══ MATERIAL PROVIDED ══

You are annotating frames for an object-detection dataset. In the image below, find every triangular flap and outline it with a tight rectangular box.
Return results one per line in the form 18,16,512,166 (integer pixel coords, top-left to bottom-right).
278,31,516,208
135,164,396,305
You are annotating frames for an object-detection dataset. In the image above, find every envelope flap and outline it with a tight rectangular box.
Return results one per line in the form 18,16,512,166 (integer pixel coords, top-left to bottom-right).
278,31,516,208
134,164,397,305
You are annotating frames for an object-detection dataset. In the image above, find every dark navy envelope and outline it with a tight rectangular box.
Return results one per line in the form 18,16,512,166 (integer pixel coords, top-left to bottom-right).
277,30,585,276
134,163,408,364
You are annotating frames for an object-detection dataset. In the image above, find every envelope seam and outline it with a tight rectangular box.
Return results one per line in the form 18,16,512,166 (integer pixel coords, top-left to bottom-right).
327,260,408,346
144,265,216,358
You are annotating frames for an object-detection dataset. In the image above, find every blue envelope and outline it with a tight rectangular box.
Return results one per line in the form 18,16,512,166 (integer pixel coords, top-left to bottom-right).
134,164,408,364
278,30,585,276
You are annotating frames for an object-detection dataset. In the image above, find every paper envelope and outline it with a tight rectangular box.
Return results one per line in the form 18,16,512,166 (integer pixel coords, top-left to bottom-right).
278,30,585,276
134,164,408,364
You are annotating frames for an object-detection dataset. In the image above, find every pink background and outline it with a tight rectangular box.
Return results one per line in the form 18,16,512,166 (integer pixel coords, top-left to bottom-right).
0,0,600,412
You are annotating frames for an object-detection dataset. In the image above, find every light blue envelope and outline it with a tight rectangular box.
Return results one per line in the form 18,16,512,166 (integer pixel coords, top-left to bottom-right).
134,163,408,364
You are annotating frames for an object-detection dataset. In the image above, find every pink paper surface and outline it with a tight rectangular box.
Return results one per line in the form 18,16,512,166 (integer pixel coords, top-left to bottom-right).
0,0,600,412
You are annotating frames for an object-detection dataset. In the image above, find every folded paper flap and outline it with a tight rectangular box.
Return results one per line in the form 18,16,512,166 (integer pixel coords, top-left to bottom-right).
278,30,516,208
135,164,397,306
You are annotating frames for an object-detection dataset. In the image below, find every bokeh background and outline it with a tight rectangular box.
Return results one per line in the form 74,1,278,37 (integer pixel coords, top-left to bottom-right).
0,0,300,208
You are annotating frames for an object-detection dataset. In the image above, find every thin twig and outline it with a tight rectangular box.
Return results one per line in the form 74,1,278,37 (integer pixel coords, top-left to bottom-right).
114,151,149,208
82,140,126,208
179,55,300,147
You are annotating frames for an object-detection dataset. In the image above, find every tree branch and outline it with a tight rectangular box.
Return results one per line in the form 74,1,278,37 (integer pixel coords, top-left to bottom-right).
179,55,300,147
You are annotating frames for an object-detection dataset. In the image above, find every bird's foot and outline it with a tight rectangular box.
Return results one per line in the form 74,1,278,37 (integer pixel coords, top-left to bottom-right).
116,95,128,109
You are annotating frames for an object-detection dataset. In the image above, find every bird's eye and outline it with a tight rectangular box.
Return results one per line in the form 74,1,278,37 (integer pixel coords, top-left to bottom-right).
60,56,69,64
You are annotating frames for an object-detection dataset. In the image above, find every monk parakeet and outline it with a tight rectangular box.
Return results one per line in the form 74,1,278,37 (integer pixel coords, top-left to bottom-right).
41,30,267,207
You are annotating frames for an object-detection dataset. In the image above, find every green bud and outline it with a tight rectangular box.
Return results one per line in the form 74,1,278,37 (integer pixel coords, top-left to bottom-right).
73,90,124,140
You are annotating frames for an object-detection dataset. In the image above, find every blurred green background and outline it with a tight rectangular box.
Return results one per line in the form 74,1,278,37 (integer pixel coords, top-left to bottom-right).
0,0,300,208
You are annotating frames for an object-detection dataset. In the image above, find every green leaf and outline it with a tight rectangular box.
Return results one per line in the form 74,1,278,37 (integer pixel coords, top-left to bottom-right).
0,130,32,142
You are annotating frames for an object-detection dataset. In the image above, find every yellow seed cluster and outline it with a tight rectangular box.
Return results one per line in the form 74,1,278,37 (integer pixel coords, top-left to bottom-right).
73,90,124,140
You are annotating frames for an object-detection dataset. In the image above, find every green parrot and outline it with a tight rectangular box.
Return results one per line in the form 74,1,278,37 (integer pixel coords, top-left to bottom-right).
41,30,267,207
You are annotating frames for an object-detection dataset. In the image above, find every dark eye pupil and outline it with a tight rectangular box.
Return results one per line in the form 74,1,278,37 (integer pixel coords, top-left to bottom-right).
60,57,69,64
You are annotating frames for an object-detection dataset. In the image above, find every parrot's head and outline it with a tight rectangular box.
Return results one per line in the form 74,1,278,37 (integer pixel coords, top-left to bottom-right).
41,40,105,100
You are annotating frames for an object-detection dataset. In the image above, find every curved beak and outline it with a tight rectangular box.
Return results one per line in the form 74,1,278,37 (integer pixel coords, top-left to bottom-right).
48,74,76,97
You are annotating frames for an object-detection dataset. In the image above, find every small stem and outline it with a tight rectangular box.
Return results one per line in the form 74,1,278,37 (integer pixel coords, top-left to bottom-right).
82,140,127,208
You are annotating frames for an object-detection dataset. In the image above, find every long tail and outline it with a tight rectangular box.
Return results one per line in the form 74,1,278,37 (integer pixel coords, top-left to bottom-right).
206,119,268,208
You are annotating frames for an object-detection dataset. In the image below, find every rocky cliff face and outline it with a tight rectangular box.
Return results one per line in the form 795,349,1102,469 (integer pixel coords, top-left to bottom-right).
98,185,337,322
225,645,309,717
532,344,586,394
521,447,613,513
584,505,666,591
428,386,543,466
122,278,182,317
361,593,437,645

═══

__GOAL OF THE EXERCISE__
Copy out all of the items above, swapping "tight rectangular box" for "close-fitting bounding box" wherever it occurs and leaving everything else untouched.

__RESPONSE__
You are annotating frames for an object-detection dataset. In the image below, find every triangular flap and outline it with a close-fitting bounding box.
Return results one per line in the form 18,16,512,166 (integer pixel coords, top-left to bottom-right).
278,31,516,208
135,164,396,305
You are annotating frames for an object-detection dataset. In the image above, find every envelope flap and outline it with a close-fitting bounding box.
Return results one per line in the form 18,16,512,166 (integer pixel coords, top-left to bottom-right).
278,31,516,208
134,164,397,305
You are annotating frames for an object-detection dataset. In the image above, find every dark navy envelope and outline it with a close-fitting bounding box.
Return results one per line in the form 18,16,512,166 (integer pixel coords, top-left to bottom-right).
277,30,585,276
134,163,408,364
You are annotating frames for an object-detection dataset. In the image above, find every envelope seam and outline it with a close-fitting bounding box.
Return results one per line in the form 18,16,512,166 (integer pixel coords, top-left to bottom-right).
327,260,408,346
144,265,216,358
You are annotating frames for an object-detection dataset. In the image above, find every blue envelope and outline it with a close-fitting bounding box.
Return results one per line in the form 18,16,512,166 (integer pixel coords, top-left to bottom-right).
134,164,408,364
278,30,585,276
You are annotating frames for an object-detection dataset. In the image above, find every paper envelope and outline it with a close-fitting bounding box.
Return results one per line in the form 18,16,512,166 (integer pixel coords, top-left to bottom-right).
278,30,585,276
134,164,408,364
You are annotating frames for an object-detection dataset. In the image above, find every pink background and outline it with a close-fitting bounding box.
Return results one per line in the form 18,16,512,166 (integer pixel coords, top-left to bottom-right).
0,0,600,412
You are annotating frames for an object-detection dataset. In the image above, find every light blue envelope and outline it with a close-fitting bounding box.
Return results one per line in the form 18,16,512,166 (integer pixel coords, top-left to bottom-right).
134,163,408,364
You are annotating frames for an object-detection dataset. In the image above, find every pink paper surface and outline it with a close-fitting bounding box.
Return results one per line in the form 18,16,512,166 (integer pixel coords, top-left to bottom-right).
0,0,600,412
You are annotating frames for an object-detection dataset. In the image above, find every folded paper flap and outline it with a close-fitting bounding box.
Return results one per line in the form 18,16,512,166 (integer pixel coords, top-left to bottom-right).
278,30,516,208
135,164,397,306
You are annotating frames for an object-detection dataset. In the image below, find every bokeh background and outline it with a close-fitting bounding box.
Return results one per line in the form 74,1,278,37 (integer pixel coords, top-left to bottom-right).
0,0,300,208
You are annotating frames for an object-detection dataset. In the image above, find every thin twig and outline it with a close-fitting bounding box.
Return results one per line in the form 74,1,278,37 (integer pixel coords, top-left to bottom-right).
114,151,149,208
82,140,126,208
179,55,300,147
You are annotating frames for an object-detection dataset. In the image above, find every tree branch and outline it with a close-fitting bounding box.
Return results one per line in the form 74,1,278,37 (integer pixel coords, top-left to bottom-right).
179,55,300,147
You are annotating frames for an object-detection dataset. In the image above, find every bird's foot and outline it with a close-fitting bounding box.
Return results one per line in the form 74,1,278,37 (integer pixel coords, top-left to bottom-right).
116,95,128,109
You are annotating frames for an object-detection dataset. In the image above, find every bird's eye and outline it with a close-fitting bounding box.
Return results one per line in the form 74,1,278,37 (integer pixel coords, top-left to bottom-right).
60,56,69,64
You are annotating frames for an object-detection dataset. In the image above, find every monk parakeet and outline it with a close-fitting bounding box.
Return results one per line in the form 74,1,278,37 (integer pixel coords, top-left to bottom-right).
41,30,267,207
You are annotating frames for an object-detection dataset. In the image above, find every green bud and outline it with a close-fitting bounding box.
Return results one per line in the form 74,1,278,37 (integer pixel coords, top-left to bottom-right).
73,90,124,140
You are annotating frames for an object-detection dataset. In the image above, find every blurred green background and outline it with a close-fitting bounding box.
Return results one per line in the form 74,1,278,37 (integer pixel coords, top-left to bottom-right).
0,0,300,208
You are annotating frames for an object-detection dataset. In the image above, find every green leaf and outline it with a close-fitting bounding box.
Return results one per line in the form 74,1,278,37 (integer pixel coords, top-left to bottom-right).
0,130,32,142
You are annotating frames for an object-detection dataset. In the image above, find every yellow seed cluster and outline it with a close-fitting bounding box.
Return results one per line in the form 74,1,278,37 (integer pixel coords, top-left to bottom-right).
73,90,124,140
You are annotating frames for an object-detection dataset. In the image above, find every green parrot and outline it with a close-fitting bounding box.
Return results one per line in the form 74,1,278,37 (integer pixel coords, top-left to bottom-right).
41,30,267,207
You are annotating frames for an object-detection dataset. In the image above, find every dark eye pupil and outline it with a close-fitting bounding box.
Return results one per line in the form 74,1,278,37 (integer pixel coords, top-left to bottom-right).
60,57,69,64
You are annotating frames for an object-detection dataset. In the image above, find every parrot's head and outline it with a close-fitting bounding box.
Return results one per line in the form 74,1,278,37 (integer pixel coords, top-left to bottom-right).
41,40,105,100
You are annotating frames for an object-detection dataset. In the image above, find every curved beak and outline it with a close-fitting bounding box.
Return results one per line in the form 74,1,278,37 (integer pixel coords, top-left to bottom-right).
48,74,76,97
You are annotating frames for an object-detection dataset. In the image above, find every small stem and outline it with a close-fitting bounding box.
Return results one per line in the form 74,1,278,37 (integer pixel coords, top-left to bottom-right).
82,140,127,208
You are annotating frames for an object-detection dataset. In the image above, find every long tail and outline it with a close-fitting bounding box.
Return results one per line in the form 74,1,278,37 (integer pixel coords, top-left to bottom-right).
206,119,268,208
You are annotating frames for an object-detection dataset. In the image below, find every rocky cliff face and outline it with a close-fitting bounding box.
Return results one per line in the form 795,349,1102,469 (integer pixel coords, top-left to bottom-right).
98,185,337,322
225,645,309,717
532,344,586,394
521,447,613,513
584,505,666,591
428,386,543,466
122,278,182,317
361,593,437,645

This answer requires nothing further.